*GOAL*. Pull out each line in the material below that contains the string "helmet". Case counts.

[Begin PROVIDED DATA]

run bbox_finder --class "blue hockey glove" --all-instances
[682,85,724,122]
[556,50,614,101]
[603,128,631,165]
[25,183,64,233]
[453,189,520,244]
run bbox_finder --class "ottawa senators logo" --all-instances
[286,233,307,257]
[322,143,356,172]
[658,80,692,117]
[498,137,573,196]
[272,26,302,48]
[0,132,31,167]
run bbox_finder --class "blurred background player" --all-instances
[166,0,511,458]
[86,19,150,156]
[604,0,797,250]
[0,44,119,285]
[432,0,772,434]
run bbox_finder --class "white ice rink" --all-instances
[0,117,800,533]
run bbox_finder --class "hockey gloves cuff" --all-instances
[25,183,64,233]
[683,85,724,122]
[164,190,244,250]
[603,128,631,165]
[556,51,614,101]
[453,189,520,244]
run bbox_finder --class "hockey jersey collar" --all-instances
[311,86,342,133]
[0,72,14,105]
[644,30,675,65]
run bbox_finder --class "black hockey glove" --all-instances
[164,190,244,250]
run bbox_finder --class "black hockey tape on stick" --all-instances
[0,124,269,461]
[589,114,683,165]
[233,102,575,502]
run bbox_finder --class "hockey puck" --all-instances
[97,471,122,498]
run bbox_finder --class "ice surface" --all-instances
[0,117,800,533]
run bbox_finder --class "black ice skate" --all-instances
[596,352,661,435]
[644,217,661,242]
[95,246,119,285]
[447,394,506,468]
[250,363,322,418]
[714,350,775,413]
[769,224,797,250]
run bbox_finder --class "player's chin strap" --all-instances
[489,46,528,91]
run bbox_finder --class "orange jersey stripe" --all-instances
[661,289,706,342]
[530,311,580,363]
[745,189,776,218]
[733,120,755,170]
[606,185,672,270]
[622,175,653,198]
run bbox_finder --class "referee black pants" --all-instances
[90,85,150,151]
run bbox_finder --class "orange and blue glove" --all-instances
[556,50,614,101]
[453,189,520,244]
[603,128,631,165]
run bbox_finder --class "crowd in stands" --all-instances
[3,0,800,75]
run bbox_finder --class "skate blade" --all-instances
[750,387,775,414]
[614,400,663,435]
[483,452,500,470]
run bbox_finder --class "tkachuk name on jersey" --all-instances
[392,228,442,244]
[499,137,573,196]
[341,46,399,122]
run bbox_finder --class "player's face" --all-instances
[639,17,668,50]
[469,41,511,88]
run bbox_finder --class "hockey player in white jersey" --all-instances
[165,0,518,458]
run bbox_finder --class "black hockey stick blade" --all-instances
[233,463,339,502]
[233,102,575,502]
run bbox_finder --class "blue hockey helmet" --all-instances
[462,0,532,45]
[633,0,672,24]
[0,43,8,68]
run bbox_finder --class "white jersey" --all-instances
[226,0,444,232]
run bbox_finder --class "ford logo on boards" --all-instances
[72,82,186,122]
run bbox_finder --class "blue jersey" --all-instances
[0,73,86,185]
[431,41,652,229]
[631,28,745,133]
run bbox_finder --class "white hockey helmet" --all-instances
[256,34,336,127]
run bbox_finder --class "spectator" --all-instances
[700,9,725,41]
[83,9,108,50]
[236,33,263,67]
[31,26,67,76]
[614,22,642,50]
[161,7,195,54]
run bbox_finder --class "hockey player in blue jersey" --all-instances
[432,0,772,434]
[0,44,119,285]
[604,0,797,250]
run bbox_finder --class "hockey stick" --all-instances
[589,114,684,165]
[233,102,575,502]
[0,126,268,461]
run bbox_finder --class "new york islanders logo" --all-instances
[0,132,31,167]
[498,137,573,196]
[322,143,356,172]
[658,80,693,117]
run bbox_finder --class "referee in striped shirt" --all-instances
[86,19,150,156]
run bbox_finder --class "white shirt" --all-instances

[End PROVIDED DATA]

*TASK RESPONSE*.
run bbox_finder --class "blue hockey helmet" --all-instances
run bbox_finder --class "white hockey helmet" --all-instances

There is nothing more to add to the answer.